| DOCUMENT SEGMENT |

──────────

Thanks. Great points about the trailer.

I was hoping someone would address what you just did - what is the best all round trail maintenance tool(s)? What are the bare essentials for maintaining 100% established trails, some of which were machine built? I am not going to be doing any building. Just seasonal maintenance and repair after extreme weather - wind, rain, etc.

Some guys say a McLeod head is useless. Others say it’s essential.

Out of the Trail Boss options, what would you pair with a Bigboy, as a non-trail maintenance day, portable combo for repair work encountered while out riding?

Any of these?









Grubbing Heads - Rogue Heads







trailbossusa.com





These?









Mattock Heads - Picks/Axes







trailbossusa.com





These?









Rake Heads - McLeod Heads







trailbossusa.com





What handles? 3 piece? 4 piece? Steel section?









Handles







trailbossusa.com





Omg. I’m lost. Can you or anyone else assemble a decent combo, with the priority being an absolute minimalist set weight-wise and size-wise, to combine with a Bigboy?

It’s odd that not a single one of their packages includes the Rogue Hoe head.









Rogue Rake 55HR


The Trail Boss Rogue 55HR is a grubbing and raking tool capable of chopping through most dirt and soil/root mixes. It features a wide blade on one side, handy for digging benches, clearing drains and chopping through small roots.

──────────

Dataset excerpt
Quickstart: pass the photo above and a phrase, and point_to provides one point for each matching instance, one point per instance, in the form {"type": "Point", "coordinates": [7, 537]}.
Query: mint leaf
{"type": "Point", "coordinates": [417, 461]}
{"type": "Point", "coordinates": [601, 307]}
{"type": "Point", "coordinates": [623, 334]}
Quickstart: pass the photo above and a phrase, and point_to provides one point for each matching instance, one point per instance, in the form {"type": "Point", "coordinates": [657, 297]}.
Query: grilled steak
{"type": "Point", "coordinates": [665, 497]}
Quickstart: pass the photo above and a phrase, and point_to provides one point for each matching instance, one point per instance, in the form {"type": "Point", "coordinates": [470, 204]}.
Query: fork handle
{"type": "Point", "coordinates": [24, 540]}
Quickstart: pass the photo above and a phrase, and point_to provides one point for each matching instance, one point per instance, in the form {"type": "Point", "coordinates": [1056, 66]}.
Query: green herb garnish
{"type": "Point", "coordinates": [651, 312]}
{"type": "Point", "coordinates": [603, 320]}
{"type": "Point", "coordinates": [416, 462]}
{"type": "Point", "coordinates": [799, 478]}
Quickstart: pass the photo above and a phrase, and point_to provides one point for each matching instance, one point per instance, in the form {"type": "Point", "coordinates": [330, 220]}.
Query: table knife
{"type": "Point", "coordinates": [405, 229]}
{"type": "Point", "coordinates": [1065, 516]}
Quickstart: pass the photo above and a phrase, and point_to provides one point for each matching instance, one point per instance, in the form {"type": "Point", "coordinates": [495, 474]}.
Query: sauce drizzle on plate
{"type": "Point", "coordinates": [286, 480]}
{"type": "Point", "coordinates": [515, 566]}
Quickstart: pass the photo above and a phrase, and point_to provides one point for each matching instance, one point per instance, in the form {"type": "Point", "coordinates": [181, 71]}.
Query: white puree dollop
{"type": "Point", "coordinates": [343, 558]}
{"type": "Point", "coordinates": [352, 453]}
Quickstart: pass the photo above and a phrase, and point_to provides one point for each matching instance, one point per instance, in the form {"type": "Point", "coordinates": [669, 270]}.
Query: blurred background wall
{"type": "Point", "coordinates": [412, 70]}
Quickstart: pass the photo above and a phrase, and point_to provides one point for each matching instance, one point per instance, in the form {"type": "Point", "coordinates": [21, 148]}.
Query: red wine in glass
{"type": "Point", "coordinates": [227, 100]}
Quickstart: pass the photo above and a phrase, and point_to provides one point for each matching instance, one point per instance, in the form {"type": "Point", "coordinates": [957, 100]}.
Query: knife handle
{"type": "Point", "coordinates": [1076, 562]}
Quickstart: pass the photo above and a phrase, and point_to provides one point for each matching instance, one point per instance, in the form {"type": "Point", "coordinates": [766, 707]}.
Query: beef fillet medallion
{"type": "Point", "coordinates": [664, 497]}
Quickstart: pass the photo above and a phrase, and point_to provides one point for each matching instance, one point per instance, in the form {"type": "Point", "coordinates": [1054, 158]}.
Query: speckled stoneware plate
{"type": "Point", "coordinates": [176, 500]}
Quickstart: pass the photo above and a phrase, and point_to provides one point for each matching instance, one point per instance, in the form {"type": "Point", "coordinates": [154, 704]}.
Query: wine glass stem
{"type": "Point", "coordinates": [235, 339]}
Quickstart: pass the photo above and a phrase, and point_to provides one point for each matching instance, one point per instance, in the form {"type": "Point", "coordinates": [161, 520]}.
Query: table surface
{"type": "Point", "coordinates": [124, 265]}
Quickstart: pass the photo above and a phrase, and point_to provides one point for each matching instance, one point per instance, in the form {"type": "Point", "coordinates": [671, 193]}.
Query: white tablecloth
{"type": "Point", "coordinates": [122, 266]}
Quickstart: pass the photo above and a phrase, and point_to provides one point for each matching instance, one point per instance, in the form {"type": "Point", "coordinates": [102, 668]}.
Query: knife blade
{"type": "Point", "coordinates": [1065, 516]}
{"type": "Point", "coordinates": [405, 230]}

──────────

| EXERCISE SET |
1. In the trail tool forum post, what does the writer find odd about the Trail Boss packages?
2. Write what comes next in the trail tool forum post, picking up right after its last sentence.

| ANSWERS TO EACH TASK |
1. Not one of the packages includes the Rogue Hoe head.

2.
trailbossusa.com













Packages







trailbossusa.com


----------



## rockman (Jun 18, 2004)

mtnbkrmike said:


> I was looking at that very pack. Do you use it for riding, or only walking in? What tools do you normally carry in it? The actual Evoc Trailbuilders pack is huge - 30 L.
> 
> 
> 
> ...


Yep, that's the one I have. I'm also in Arizona so don't deal with mud much. I also mainly use the Rogue 70HR but also the pick mattock for building and cleaning drains via bike that's too far to walk in. The McLeod head is also good for simply raking rubble.  We get a lot of post-fire slough coming down on trail tread. For actual trail building we keep tools stashed on-site.


----------



## mtnbkrmike (Mar 26, 2015)

rockman said:


> Yep, that's the one I have. I'm also in Arizona so don't deal with mud much. I also mainly use the Rogue 70HR but also the pick mattock for building and cleaning drains via bike that's too far to walk in. The McLeod head is also good for simply raking rubble. We get a lot of post-fire slough coming down on trail tread. For actual trail building we keep tools stashed on-site.


Thanks. I’m in the north version of you. Dessert like conditions. Rock. Dry hard pack. Very little mud after the spring melt.

Are you able to ride with that pack or is it too massive/heavy?


----------



## wschruba (Apr 13, 2012)

mtnbkrmike said:


> Thanks. Great points about the trailer.
> 
> I was hoping someone would address what you just did - what is the best all round trail maintenance tool(s)? What are the bare essentials for maintaining 100% established trails, some of which were machine built? I am not going to be doing any building. Just seasonal maintenance and repair after extreme weather - wind, rain, etc.
> 
> ...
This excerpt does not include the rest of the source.